>> start PASSAGE
Darling begs the banksters, yet again

Bad news for Alistair Darling.

No, not that his cat’s just died, which is sad enough.

But that the banks don’t listen to his pleas to lend.

For months now he’s begged them to do something to help the small and medium enterprises, which are the back-bone of the private sector, get affordable credit.

But no, despite having nationalised much of the banking sector, the banksters aren’t listening. They’re profiteering.

To cap it all, John Kingman, the head of UKFI, the arms-length company which administers UK citizens’ collective stake in the banks, has announced that he’s stepping down to get a bigger pay-packet in the private sector.

If Darling is serious about wanting to help people through the recession – to keep businesses going and keep workers in their jobs so we can get out of it – then he should put representatives on the boards of the nationalised banks and make sure they give small businesses a fair deal.

We need democratic public ownership – with workers’ representatives on the boards of the banks.

In another months’ time there will be thousands of people out of work because the banks are being greedy – and they won’t be begging New Labour to change course…

Northern Rock – use it to set up a Post Bank, or sell it to Tesco?
>> end PASSAGE
_PROBLEMS TO SOLVE:_
1/ Translate into Spanish this sentence from the blog post about Alistair Darling: "We need democratic public ownership – with workers’ representatives on the boards of the banks."
2/ According to the blog post about Alistair Darling, why is John Kingman stepping down as head of UKFI?
3/ From the blog post about Alistair Darling, extract the text between "But no, despite" and "of the banks.", inclusive.
The lines after this sentence have no role in any of the work on the blog post.
>> start GIVEN INFORMATION
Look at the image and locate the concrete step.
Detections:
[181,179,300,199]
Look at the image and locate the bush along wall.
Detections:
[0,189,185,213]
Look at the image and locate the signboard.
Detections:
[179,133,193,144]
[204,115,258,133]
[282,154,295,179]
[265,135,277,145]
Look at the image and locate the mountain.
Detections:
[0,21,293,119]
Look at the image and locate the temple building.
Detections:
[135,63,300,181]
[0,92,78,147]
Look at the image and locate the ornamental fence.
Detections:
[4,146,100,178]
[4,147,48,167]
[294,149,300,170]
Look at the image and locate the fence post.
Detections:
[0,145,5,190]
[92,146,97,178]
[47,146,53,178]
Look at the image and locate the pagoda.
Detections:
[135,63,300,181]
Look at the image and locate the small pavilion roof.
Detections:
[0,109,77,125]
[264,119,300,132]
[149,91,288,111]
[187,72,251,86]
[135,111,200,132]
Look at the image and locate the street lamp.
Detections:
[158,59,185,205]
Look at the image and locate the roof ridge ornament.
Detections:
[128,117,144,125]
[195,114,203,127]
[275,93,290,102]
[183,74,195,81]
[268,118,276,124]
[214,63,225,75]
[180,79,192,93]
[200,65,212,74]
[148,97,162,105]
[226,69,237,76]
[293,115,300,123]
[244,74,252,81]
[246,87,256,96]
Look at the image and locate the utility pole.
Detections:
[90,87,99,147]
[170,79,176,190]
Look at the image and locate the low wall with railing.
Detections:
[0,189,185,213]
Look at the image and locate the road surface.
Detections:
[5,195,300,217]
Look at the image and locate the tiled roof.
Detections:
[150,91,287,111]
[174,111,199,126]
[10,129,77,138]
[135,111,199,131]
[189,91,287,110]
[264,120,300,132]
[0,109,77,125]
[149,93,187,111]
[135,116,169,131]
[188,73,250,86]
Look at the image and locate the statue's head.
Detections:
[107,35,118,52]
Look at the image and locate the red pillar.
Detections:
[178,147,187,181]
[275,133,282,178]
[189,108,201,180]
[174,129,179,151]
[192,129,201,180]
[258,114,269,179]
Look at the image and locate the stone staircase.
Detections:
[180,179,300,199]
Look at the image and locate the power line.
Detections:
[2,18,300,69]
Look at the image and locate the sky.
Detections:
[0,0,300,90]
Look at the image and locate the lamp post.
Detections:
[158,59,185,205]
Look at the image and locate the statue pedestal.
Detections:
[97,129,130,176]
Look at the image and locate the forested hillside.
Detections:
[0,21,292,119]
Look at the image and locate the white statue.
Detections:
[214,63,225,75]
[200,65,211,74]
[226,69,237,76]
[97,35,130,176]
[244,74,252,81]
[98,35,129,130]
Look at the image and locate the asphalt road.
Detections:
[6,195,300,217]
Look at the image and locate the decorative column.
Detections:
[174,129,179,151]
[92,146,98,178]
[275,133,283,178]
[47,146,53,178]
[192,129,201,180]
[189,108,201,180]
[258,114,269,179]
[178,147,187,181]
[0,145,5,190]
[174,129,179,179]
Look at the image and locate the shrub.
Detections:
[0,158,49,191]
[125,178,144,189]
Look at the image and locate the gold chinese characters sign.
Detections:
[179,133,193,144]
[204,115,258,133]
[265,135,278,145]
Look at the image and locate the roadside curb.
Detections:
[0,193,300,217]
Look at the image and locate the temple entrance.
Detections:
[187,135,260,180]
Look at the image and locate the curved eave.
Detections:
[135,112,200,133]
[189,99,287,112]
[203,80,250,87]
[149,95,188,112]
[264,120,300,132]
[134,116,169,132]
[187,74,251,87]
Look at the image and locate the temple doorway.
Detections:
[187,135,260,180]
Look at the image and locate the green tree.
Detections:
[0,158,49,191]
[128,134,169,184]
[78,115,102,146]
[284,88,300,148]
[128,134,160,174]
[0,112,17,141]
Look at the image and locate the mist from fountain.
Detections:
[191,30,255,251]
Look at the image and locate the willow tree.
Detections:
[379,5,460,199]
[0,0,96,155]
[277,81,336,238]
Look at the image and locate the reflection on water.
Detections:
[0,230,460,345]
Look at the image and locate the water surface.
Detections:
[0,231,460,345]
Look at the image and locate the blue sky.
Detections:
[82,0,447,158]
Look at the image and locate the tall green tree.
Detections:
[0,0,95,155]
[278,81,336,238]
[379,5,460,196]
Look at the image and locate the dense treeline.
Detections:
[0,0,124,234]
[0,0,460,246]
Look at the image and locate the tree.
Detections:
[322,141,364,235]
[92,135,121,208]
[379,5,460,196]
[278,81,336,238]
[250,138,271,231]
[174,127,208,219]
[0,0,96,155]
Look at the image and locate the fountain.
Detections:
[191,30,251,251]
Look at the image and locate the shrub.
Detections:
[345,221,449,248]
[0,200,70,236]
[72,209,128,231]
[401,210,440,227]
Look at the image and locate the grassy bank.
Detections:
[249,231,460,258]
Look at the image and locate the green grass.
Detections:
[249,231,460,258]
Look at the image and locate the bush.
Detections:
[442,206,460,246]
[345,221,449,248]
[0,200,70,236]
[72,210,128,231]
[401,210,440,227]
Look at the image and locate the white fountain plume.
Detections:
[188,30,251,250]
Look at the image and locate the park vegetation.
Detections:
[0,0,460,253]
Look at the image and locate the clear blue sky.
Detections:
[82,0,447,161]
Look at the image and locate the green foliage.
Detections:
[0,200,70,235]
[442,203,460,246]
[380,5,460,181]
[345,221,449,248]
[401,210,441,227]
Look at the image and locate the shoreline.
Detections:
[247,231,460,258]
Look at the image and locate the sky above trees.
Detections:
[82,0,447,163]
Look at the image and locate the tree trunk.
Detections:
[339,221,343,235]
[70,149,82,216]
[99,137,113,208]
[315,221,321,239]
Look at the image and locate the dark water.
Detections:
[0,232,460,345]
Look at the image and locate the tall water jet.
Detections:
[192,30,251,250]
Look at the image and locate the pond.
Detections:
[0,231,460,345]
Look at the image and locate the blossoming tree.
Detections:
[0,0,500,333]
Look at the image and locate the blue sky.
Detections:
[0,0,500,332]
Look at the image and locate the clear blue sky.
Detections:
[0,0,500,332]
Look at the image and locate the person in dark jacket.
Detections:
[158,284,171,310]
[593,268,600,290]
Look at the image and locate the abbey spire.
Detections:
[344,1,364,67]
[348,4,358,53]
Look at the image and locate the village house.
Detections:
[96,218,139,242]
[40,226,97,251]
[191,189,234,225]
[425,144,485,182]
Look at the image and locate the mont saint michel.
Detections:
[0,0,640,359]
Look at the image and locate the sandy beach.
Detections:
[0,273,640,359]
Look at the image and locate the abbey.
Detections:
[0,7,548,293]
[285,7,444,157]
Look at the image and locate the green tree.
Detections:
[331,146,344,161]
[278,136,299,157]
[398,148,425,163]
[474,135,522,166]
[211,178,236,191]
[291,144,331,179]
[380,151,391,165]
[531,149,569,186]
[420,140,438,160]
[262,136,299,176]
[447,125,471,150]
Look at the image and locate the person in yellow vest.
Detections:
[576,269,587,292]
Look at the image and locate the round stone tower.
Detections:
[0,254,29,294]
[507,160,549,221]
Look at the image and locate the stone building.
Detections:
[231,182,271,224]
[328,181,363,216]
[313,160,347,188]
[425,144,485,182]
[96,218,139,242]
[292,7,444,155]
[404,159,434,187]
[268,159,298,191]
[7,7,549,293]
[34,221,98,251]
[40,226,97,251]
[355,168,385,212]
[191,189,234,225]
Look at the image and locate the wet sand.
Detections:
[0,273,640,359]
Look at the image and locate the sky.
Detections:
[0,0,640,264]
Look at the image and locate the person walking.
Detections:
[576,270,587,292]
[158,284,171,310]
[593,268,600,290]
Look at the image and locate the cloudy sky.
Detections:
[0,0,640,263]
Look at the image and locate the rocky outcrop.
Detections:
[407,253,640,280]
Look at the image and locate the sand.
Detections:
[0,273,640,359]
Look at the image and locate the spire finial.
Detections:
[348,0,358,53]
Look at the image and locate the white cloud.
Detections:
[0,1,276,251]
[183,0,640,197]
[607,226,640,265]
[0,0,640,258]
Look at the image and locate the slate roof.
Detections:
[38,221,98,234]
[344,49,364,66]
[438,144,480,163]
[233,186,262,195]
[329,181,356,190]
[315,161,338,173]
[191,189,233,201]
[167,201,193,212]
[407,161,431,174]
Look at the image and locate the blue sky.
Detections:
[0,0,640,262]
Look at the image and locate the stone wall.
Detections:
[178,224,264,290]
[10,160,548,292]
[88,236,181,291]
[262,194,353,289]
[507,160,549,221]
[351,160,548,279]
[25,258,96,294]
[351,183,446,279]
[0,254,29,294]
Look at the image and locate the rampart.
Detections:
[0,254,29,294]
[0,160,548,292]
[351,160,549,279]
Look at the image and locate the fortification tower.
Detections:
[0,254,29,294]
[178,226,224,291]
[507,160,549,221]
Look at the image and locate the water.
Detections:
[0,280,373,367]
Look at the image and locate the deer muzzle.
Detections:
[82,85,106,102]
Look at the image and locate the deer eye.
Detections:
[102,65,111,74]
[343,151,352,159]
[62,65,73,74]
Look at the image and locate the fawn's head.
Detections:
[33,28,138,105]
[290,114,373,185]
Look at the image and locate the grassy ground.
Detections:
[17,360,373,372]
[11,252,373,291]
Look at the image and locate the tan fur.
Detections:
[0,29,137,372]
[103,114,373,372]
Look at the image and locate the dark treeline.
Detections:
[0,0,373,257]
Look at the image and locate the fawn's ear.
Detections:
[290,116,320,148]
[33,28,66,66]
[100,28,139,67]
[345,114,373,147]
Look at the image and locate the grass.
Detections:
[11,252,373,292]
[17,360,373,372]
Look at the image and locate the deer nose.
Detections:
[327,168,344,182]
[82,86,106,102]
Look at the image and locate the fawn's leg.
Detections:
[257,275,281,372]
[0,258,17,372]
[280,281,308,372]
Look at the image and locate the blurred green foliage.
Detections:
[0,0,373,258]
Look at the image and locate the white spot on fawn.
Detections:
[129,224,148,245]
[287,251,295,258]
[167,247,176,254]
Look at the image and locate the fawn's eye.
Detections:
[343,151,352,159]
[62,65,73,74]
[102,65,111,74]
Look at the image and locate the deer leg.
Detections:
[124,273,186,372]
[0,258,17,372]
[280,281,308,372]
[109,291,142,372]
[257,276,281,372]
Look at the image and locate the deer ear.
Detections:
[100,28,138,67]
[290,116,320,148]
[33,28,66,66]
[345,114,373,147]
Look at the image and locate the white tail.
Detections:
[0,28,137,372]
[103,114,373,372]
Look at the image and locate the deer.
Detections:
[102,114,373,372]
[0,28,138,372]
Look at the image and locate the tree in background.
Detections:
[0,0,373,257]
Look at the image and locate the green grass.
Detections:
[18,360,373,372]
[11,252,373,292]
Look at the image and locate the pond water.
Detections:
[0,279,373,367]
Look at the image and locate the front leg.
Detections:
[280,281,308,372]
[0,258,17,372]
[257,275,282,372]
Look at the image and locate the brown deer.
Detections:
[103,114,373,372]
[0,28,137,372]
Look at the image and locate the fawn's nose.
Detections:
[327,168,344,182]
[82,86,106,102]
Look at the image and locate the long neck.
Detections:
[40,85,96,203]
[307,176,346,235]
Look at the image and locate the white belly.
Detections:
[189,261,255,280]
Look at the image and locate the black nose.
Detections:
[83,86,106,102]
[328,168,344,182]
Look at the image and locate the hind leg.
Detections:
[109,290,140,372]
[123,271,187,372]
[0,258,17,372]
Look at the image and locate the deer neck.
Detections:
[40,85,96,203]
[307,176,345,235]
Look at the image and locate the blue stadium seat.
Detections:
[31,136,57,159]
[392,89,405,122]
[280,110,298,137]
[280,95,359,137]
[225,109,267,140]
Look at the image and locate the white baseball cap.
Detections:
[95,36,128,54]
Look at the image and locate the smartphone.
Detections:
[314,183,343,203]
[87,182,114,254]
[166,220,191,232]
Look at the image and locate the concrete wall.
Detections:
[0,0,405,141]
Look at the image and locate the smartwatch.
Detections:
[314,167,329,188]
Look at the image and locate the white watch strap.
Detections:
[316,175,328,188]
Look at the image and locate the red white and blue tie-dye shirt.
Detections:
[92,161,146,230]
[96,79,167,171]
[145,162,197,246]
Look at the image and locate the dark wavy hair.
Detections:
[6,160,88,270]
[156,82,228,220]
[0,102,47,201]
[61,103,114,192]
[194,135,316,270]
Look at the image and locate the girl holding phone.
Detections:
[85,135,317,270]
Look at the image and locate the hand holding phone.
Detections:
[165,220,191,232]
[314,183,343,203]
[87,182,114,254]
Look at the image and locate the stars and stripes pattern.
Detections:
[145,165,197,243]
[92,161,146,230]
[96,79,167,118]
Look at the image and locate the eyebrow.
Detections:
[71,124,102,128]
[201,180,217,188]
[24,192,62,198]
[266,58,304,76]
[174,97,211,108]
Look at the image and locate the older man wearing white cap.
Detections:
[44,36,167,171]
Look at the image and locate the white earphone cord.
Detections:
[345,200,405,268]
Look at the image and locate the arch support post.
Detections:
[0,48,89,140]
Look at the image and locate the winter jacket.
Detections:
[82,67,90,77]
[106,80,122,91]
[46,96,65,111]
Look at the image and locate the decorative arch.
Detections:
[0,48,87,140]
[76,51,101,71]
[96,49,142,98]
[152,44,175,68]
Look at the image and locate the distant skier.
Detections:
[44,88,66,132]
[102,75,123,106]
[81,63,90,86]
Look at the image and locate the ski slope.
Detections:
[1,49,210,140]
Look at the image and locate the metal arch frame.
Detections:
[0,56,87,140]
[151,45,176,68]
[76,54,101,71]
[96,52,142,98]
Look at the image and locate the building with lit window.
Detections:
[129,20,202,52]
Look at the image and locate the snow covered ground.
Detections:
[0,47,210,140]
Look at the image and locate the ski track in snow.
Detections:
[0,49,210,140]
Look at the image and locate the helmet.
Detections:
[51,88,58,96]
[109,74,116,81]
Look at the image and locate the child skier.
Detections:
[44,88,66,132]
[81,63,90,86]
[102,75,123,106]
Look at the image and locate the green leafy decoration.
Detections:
>> end GIVEN INFORMATION
_THE SOLUTIONS:_
1/ Necesitamos propiedad pública democrática, con representantes de los trabajadores en los consejos de administración de los bancos.

2/ To get a bigger pay-packet in the private sector.

3/
But no, despite having nationalised much of the banking sector, the banksters aren’t listening. They’re profiteering.

To cap it all, John Kingman, the head of UKFI, the arms-length company which administers UK citizens’ collective stake in the banks, has announced that he’s stepping down to get a bigger pay-packet in the private sector.

If Darling is serious about wanting to help people through the recession – to keep businesses going and keep workers in their jobs so we can get out of it – then he should put representatives on the boards of the nationalised banks and make sure they give small businesses a fair deal.

We need democratic public ownership – with workers’ representatives on the boards of the banks.